Exercise text
<<<<
Monday, June 9, 2008

Why My Mom Should Win Hostess-of-the-Year

As you know by now I got to visit my Mom for two whole uninterrupted weeks. It was so much fun to be mommied again.

After my bath the 1st day there, I grabbed a towel, dried my face and promptly dropped it to the floor. ACK! It was mildewy smelling. Horrible! I picked up another towel and smelled it. The 2nd one was just as bad as the 1st. Gag. Bleck. Finally I just ran around in circles in the bedroom until I was dry. Mom, bet you're glad you were at work that morning!

Now I wasn't thinking poorly of my Mom. The poor woman can't smell to save her life. Well, I think she could possibly smell smoke if it was strong enough, so no calling social services for the aged. (Just kidding mommy. We all know you're not anywhere near old, yet, just olfactorily inhibited!)

I was a little peeved at her housekeeper. This lady knows my Mom can't smell. That's why the housekeeper is supposed to sniff inside the fridge when she comes to clean. She had obviously been neglectful of sniffing the towels when she washed them. They were baddddd. Gack. Icky bad. I wondered how long my Mom had been drying her body with towels that smelled like old jelly shoes?

I gently inquired to my mom if she would mind if I rewashed the towels. Of course, when asking, the gagging noises may have been a little overboard.

The towels smelled exactly the same after a 2nd wash that included vinegar. I finally gave up and admitted defeat. And that's how I learned that Pregnancy Nose is not a myth.

My sweet angel of a Mom took me to ALCO (how many of you remember ALCO's?) and we bought the detergent that I use at home. I rewashed towels for a 3rd time so that bathtime could remain vomit-free for the remainder of my visit.

Thanks Mom!

Sunday, June 8, 2008


Yay home!

I'll catch up on some of my thoughts soon. There are lots. But tonight I'm going to cuddle up on the couch with Alan and Grace and watch some Lost.
>>>>
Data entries
<<<<
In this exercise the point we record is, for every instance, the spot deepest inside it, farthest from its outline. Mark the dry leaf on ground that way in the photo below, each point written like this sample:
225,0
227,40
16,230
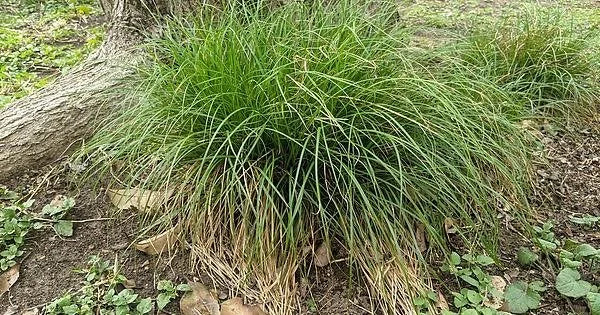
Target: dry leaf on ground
420,236
449,226
11,310
236,306
34,311
159,243
8,278
138,198
499,284
323,255
199,301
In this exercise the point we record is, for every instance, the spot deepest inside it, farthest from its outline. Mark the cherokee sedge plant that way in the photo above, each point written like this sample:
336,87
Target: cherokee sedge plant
312,123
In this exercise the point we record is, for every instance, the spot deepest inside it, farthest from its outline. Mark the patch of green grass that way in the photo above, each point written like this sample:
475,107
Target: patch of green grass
39,40
281,130
543,58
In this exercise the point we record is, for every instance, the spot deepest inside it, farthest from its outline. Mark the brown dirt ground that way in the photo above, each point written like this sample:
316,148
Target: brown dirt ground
46,272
>>>>
Brief
From the blog post about the mildewy towels, print everything from "The towels smelled" down to "Thanks Mom!", word for word. The listing stands apart from the blog post and has no connection to it.

Task answer
The towels smelled exactly the same after a 2nd wash that included vinegar. I finally gave up and admitted defeat. And that's how I learned that Pregnancy Nose is not a myth.

My sweet angel of a Mom took me to ALCO (how many of you remember ALCO's?) and we bought the detergent that I use at home. I rewashed towels for a 3rd time so that bathtime could remain vomit-free for the remainder of my visit.

Thanks Mom!